> Work request: Each entry must appear in the answer exactly as given.

Region pointing data

==*==

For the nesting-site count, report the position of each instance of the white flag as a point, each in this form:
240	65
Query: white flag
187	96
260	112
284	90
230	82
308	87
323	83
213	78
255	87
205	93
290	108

==*==

> Response for this exercise:
For the nesting-site count, report the position of each instance of the white flag as a point, each in this form:
240	65
Query: white flag
187	96
260	112
284	90
230	82
308	87
323	83
213	78
255	87
205	93
290	108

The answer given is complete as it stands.